--- BEGIN PROVIDED TEXT ---

Called the ‘Iowa Anomaly,’ report finds children being denied equal rights to both parents in spite of marriage equality law
A new report released today shows that, although Iowa recognizes the marriages of gay and lesbian couples, the state continues to deny these couples equal rights to their children and harms children in concrete ways by failing to respect the spousal presumption of parentage on vital records including birth and death certificates.
Securing Legal Ties for Children Living in LGBT Families: A State Strategy and Policy Guide shows how in more than 30 states, discriminatory state parenting law means it is likely that children being raised in lesbian, gay, bisexual and transgender (LGBT) families will be legal strangers to at least one of their parents. The report also looks at how our existing state laws, like marriage equality, support and protect children being raised in LGBT and other contemporary families, but also shows how Iowa has lagged behind in what is called the "Iowa Anomaly." The report was co-authored by the Movement Advancement Project, Family Equality Council and the Center for American Progress in partnership with Evan B. Donaldson Adoption Institute and the Equality Federation.
In 2009, the Iowa State Supreme Court unanimously ruled that excluding gay and lesbian couples from the freedom to marry was unconstitutional in Varnum v. Brien. In the three years since the ruling more than 4,500 couples have married in the state. In spite of the ruling, same-sex couples continue to face incongruities in parenting rights. The report calls this the “Iowa Anomaly” and cites two cases that are currently facing the Iowa State Supreme Court.
On February 8, 2012 Lambda Legal filed suit against the Iowa Department of Public Health (IDPH) on behalf of Jenny and Jessica Buntemeyer, a married Iowa couple seeking an accurate death certificate for their stillborn baby, Brayden. After the loss of their son, Jenny and Jessica filled out the spaces on the death certificate form for both parents, and indicated that they were married. IDPH sent the couple a death certificate with Jenny’s name erased. A week earlier, in another Lambda Legal case, Gartner v. Iowa Dept of Public Health, a Polk County trial court ruled that Iowa’s birth certificate statute must be interpreted in a gender-neutral way. The court ordered IDPH to issue a birth certificate to the child in Gartner listing both same-sex spouses as parents. IDPH has decided to appeal this ruling.

--- END PROVIDED TEXT ---
--- BEGIN MATERIAL FOR THIS EXERCISE ---

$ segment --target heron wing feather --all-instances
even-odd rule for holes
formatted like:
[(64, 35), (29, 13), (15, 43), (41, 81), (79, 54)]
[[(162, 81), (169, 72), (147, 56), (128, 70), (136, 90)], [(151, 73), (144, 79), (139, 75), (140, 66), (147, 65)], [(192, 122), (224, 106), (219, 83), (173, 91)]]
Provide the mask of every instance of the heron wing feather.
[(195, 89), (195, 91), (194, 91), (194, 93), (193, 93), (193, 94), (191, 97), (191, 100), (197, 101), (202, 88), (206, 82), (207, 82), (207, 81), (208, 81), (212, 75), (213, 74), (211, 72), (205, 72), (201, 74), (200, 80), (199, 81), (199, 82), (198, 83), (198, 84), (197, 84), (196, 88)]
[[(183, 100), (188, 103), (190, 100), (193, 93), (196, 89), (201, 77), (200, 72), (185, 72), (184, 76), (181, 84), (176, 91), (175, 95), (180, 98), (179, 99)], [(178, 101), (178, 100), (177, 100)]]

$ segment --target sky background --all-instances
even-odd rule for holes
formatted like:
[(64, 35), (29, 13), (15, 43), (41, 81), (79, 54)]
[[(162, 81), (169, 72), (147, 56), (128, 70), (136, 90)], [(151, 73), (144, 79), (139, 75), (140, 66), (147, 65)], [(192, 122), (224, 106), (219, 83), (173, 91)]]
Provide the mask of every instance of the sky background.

--- END MATERIAL FOR THIS EXERCISE ---
--- BEGIN MATERIAL FOR THIS EXERCISE ---

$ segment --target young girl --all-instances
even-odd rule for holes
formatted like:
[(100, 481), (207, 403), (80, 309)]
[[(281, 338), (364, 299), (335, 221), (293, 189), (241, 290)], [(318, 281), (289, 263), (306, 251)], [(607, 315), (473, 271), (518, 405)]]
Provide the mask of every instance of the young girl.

--- END MATERIAL FOR THIS EXERCISE ---
--- BEGIN MATERIAL FOR THIS EXERCISE ---

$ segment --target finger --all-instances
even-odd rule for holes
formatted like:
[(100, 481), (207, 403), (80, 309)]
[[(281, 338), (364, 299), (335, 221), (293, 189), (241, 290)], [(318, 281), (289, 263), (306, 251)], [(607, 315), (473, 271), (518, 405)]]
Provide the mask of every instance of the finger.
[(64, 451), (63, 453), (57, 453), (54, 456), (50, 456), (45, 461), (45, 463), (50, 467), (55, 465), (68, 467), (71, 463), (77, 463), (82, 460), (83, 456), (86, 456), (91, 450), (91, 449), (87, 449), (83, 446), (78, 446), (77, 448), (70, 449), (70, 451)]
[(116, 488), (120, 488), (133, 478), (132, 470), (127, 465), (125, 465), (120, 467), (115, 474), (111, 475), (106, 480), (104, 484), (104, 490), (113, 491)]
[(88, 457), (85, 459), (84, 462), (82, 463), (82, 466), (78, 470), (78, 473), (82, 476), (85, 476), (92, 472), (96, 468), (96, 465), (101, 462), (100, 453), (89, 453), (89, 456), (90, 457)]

--- END MATERIAL FOR THIS EXERCISE ---

*DIRECTIONS:*
• A. According to the article on the "Iowa Anomaly," how many couples have married in Iowa in the three years since the Varnum v. Brien ruling?
• B. Please copy out the rows, everything from the line containing "--target finger --all-instances" down to the line containing "490), (113, 491)]", with both of those lines included.

*EXPECTED RESULTS:*
• A. More than 4,500 couples.

• B.
$ segment --target finger --all-instances
even-odd rule for holes
formatted like:
[(100, 481), (207, 403), (80, 309)]
[[(281, 338), (364, 299), (335, 221), (293, 189), (241, 290)], [(318, 281), (289, 263), (306, 251)], [(607, 315), (473, 271), (518, 405)]]
Provide the mask of every instance of the finger.
[(64, 451), (63, 453), (57, 453), (54, 456), (50, 456), (45, 461), (45, 463), (50, 467), (55, 465), (68, 467), (71, 463), (77, 463), (82, 460), (83, 456), (86, 456), (91, 450), (91, 449), (87, 449), (83, 446), (78, 446), (77, 448), (70, 449), (70, 451)]
[(116, 488), (120, 488), (133, 478), (132, 470), (127, 465), (125, 465), (120, 467), (115, 474), (111, 475), (106, 480), (104, 484), (104, 490), (113, 491)]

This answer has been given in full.